[Coordinate labeling data]
★ ★ ★ ★
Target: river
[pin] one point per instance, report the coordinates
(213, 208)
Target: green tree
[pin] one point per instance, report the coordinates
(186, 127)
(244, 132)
★ ★ ★ ★
◆ **Aim**
Can you give the records above as a two-column CSV headed record_text and answer, with one row per record, each field quoted and line breaks replaced with spaces?

◆ **Result for this exercise**
record_text,answer
"Target: river [pin] one point per instance, report the coordinates","(213, 208)"
"Target: green tree [pin] one point per instance, report the coordinates","(186, 127) (244, 132)"